- **Dataset entries**
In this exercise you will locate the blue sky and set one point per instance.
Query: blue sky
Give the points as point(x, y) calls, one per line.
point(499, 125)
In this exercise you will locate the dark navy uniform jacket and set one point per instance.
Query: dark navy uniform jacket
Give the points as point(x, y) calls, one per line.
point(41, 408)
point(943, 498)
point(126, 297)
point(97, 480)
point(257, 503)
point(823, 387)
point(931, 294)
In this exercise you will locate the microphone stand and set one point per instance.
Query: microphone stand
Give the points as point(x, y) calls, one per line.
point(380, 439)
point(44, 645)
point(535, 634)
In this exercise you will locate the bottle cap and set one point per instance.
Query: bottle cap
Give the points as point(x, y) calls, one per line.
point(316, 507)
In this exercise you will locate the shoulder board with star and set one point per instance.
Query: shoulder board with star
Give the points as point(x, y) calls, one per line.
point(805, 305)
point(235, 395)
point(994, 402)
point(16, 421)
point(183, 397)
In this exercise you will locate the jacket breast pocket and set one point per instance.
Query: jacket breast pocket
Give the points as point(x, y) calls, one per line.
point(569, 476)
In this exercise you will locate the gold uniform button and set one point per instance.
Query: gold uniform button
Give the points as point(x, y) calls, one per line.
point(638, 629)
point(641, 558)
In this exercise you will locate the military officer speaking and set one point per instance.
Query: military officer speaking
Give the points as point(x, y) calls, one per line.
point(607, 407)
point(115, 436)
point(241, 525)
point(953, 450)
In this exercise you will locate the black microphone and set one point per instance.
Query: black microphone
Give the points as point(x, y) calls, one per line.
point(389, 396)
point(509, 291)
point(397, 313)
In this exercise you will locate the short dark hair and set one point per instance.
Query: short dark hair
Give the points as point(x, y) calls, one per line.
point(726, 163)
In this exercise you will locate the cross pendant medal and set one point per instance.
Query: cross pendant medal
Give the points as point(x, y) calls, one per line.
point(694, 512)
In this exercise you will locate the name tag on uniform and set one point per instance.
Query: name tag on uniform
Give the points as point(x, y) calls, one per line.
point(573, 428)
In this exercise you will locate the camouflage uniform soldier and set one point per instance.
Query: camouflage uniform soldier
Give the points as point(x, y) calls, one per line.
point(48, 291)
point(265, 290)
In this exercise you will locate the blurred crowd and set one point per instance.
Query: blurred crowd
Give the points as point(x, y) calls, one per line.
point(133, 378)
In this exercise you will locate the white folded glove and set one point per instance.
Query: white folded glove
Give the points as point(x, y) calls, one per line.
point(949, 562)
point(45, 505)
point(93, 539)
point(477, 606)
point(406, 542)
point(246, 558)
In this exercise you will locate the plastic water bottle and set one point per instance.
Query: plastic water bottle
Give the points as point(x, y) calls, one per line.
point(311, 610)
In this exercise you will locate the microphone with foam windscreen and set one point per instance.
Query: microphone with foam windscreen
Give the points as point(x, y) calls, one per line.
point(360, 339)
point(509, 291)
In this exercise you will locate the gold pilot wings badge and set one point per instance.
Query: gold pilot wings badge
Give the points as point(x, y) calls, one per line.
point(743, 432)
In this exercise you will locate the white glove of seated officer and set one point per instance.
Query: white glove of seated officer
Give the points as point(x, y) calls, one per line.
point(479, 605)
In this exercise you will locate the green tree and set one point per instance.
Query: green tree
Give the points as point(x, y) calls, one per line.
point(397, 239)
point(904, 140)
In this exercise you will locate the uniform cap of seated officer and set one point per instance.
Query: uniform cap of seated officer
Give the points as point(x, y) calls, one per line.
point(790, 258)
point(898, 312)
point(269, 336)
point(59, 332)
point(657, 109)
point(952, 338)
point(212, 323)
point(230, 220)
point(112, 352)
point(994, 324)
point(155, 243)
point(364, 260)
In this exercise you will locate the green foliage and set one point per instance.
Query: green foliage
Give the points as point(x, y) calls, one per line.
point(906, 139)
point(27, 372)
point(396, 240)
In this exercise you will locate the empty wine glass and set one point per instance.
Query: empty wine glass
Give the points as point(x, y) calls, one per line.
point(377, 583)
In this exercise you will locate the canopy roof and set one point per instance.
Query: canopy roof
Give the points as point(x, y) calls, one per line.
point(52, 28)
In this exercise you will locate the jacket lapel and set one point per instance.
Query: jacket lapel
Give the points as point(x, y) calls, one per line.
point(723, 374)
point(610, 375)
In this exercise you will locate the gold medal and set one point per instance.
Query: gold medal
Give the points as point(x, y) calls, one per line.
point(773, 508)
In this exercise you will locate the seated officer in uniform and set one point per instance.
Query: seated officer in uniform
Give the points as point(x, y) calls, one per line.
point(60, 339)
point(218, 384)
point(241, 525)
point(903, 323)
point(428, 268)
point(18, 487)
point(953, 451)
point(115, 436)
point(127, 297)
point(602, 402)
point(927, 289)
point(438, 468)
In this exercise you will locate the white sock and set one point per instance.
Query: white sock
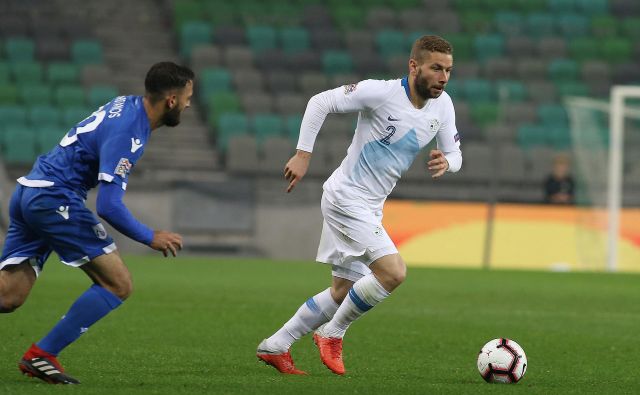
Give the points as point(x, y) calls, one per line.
point(314, 312)
point(365, 293)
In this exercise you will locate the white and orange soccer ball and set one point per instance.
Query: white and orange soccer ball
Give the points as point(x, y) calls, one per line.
point(502, 361)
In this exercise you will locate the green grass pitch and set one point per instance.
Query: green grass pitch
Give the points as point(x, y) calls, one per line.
point(193, 324)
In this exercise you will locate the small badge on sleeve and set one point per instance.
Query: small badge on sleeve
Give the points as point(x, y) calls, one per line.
point(123, 168)
point(349, 88)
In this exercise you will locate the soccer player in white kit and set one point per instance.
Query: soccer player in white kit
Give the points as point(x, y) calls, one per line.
point(396, 118)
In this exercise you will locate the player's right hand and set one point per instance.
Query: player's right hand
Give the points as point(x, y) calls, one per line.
point(296, 168)
point(166, 242)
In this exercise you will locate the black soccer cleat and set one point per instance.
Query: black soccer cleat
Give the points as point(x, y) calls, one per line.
point(46, 369)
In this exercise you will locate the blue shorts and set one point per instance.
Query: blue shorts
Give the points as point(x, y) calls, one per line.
point(52, 219)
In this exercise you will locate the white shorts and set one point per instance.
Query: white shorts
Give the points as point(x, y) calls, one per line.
point(352, 238)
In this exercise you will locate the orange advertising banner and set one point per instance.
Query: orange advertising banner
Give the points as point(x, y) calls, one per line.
point(524, 236)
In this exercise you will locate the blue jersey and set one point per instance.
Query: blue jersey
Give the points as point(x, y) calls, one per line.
point(104, 146)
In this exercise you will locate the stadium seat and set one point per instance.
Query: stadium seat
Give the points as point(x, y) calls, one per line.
point(294, 39)
point(193, 34)
point(35, 94)
point(62, 73)
point(26, 72)
point(69, 96)
point(391, 42)
point(20, 49)
point(85, 52)
point(266, 125)
point(43, 115)
point(8, 94)
point(101, 94)
point(261, 38)
point(334, 62)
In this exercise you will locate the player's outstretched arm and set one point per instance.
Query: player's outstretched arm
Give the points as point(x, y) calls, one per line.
point(166, 242)
point(296, 168)
point(438, 164)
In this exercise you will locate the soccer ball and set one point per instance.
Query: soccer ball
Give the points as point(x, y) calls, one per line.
point(502, 361)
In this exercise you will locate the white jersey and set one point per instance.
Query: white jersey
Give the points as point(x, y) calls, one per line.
point(389, 134)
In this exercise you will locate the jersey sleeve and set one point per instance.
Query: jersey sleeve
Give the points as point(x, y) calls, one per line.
point(119, 152)
point(448, 138)
point(363, 96)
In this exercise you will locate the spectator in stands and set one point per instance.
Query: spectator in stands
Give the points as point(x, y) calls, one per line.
point(48, 212)
point(559, 186)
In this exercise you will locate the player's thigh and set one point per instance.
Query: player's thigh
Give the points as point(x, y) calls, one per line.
point(110, 272)
point(390, 270)
point(16, 282)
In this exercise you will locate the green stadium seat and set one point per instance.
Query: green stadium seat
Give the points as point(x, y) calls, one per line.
point(572, 88)
point(69, 95)
point(528, 136)
point(553, 115)
point(43, 115)
point(348, 16)
point(193, 34)
point(477, 22)
point(540, 24)
point(514, 90)
point(214, 80)
point(187, 10)
point(261, 38)
point(8, 94)
point(19, 145)
point(391, 42)
point(478, 90)
point(337, 62)
point(488, 46)
point(266, 125)
point(62, 73)
point(294, 39)
point(562, 70)
point(617, 50)
point(581, 49)
point(572, 25)
point(484, 113)
point(509, 23)
point(462, 44)
point(101, 94)
point(292, 127)
point(35, 94)
point(220, 103)
point(603, 26)
point(26, 72)
point(230, 124)
point(5, 73)
point(19, 49)
point(85, 52)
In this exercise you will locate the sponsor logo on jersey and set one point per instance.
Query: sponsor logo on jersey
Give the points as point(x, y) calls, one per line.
point(135, 145)
point(63, 211)
point(100, 231)
point(349, 88)
point(123, 168)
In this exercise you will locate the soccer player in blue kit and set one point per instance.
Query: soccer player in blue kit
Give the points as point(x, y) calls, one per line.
point(47, 212)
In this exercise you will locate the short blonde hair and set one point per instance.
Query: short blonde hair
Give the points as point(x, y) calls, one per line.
point(431, 44)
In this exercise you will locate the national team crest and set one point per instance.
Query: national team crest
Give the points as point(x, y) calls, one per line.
point(434, 125)
point(123, 168)
point(100, 231)
point(349, 88)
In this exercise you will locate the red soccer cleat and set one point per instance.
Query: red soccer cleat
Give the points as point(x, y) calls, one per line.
point(39, 363)
point(330, 352)
point(280, 361)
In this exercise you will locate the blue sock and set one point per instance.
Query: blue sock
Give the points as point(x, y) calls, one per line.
point(93, 304)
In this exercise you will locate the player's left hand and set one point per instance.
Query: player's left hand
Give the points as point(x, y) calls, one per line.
point(438, 164)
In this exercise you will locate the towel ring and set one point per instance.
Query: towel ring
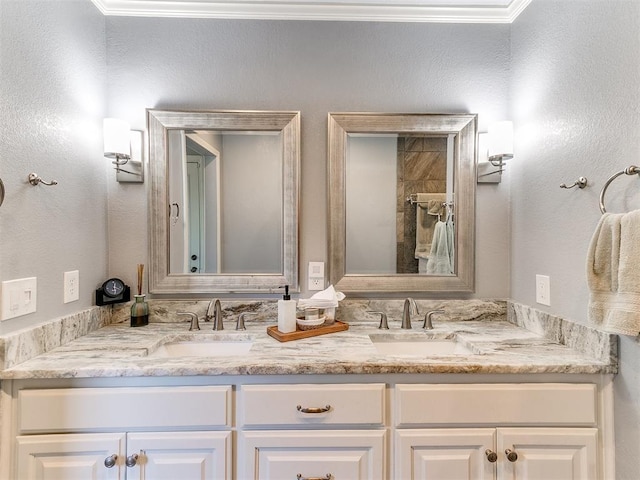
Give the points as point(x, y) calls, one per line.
point(631, 170)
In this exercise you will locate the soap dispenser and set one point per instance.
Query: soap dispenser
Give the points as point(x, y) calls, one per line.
point(286, 313)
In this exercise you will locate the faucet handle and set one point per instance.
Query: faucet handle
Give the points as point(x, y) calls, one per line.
point(428, 325)
point(383, 320)
point(194, 320)
point(240, 322)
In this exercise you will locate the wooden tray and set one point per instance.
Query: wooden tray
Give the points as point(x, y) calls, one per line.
point(298, 334)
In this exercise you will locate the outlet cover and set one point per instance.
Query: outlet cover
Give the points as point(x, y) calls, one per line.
point(71, 286)
point(543, 290)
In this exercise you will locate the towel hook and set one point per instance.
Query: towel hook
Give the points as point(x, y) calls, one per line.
point(34, 180)
point(630, 170)
point(580, 183)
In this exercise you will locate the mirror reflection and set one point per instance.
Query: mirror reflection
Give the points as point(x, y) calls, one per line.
point(399, 204)
point(223, 201)
point(225, 192)
point(402, 202)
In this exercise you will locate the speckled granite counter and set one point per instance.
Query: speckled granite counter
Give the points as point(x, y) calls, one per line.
point(500, 345)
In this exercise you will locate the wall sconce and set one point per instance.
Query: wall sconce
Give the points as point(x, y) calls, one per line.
point(494, 148)
point(125, 146)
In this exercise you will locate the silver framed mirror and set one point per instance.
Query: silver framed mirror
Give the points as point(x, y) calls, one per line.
point(402, 202)
point(223, 201)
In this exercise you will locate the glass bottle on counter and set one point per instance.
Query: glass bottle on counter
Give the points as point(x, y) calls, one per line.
point(139, 312)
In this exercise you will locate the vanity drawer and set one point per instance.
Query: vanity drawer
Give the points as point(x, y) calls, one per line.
point(300, 405)
point(84, 409)
point(496, 404)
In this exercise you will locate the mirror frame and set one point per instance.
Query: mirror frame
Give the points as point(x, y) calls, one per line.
point(158, 124)
point(465, 128)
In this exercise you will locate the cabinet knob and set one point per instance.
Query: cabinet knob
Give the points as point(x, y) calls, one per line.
point(511, 455)
point(491, 456)
point(324, 409)
point(110, 461)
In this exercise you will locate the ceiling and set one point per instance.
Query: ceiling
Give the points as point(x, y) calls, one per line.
point(440, 11)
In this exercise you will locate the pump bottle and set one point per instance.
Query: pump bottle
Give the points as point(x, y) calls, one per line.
point(286, 313)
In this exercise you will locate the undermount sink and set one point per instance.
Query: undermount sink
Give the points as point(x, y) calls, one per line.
point(417, 345)
point(204, 347)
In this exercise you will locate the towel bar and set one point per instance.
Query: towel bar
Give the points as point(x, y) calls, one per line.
point(631, 170)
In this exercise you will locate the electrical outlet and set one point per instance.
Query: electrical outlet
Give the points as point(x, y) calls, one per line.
point(543, 290)
point(71, 286)
point(316, 276)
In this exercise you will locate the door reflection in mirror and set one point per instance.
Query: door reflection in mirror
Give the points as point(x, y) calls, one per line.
point(399, 204)
point(227, 188)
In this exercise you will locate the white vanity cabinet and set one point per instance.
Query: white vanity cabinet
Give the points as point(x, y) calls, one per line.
point(135, 433)
point(566, 448)
point(331, 427)
point(326, 431)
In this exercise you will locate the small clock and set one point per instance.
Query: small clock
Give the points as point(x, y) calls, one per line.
point(112, 291)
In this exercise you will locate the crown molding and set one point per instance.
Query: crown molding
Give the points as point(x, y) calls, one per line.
point(426, 11)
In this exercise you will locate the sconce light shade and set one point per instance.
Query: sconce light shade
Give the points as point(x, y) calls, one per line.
point(117, 139)
point(500, 141)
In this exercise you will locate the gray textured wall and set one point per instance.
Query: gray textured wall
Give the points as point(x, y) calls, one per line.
point(571, 86)
point(575, 98)
point(314, 67)
point(52, 86)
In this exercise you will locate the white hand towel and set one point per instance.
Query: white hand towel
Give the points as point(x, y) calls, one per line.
point(439, 259)
point(428, 207)
point(613, 274)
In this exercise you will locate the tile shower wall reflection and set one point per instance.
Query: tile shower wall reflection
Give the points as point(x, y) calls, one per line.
point(422, 168)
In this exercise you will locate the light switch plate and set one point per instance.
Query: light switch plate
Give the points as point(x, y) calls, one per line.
point(19, 297)
point(543, 290)
point(71, 286)
point(316, 276)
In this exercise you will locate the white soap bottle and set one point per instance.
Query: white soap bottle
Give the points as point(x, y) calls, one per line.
point(286, 313)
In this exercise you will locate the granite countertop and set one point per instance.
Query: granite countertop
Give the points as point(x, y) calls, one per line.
point(498, 346)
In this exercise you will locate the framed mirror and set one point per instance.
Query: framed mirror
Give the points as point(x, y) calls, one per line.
point(223, 201)
point(402, 202)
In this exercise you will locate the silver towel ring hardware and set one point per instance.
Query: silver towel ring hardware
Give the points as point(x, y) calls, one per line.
point(580, 183)
point(631, 170)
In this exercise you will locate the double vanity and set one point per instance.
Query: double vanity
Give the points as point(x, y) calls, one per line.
point(492, 391)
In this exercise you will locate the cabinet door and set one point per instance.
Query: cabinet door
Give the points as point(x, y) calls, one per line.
point(548, 453)
point(336, 454)
point(180, 455)
point(70, 456)
point(444, 454)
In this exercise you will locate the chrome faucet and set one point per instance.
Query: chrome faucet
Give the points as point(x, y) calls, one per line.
point(214, 312)
point(427, 319)
point(193, 318)
point(240, 323)
point(410, 307)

- **What to produce**
Look above for the line containing "Query: framed mirror", then transcribe it and all lines after it through the last, exactly and with nothing else.

- **Answer section**
Query: framed mirror
Give the points as point(x, y) calls, one per line.
point(223, 201)
point(402, 202)
In this exercise you will locate the silver towel ring hardware and set one point per instance.
Query: silver towel ring hardware
Give the points as point(x, y) calls, one per line.
point(580, 183)
point(631, 170)
In this exercise you will locate the double vanity and set one point per instance.
Query: double vanity
Give the points as point(x, y) calls, one per line.
point(492, 391)
In this exercise you will locate the cabinet door and set one point per instance.
Query: cabinet door
Give the points as point(x, y) calls, one per line.
point(548, 453)
point(336, 454)
point(180, 455)
point(70, 456)
point(444, 454)
In this exercise you will locate the chrome faucet and set one point per instance.
Query: chrome faucet
Give the points as point(x, y) calls, one per line.
point(214, 312)
point(427, 319)
point(193, 318)
point(240, 323)
point(410, 307)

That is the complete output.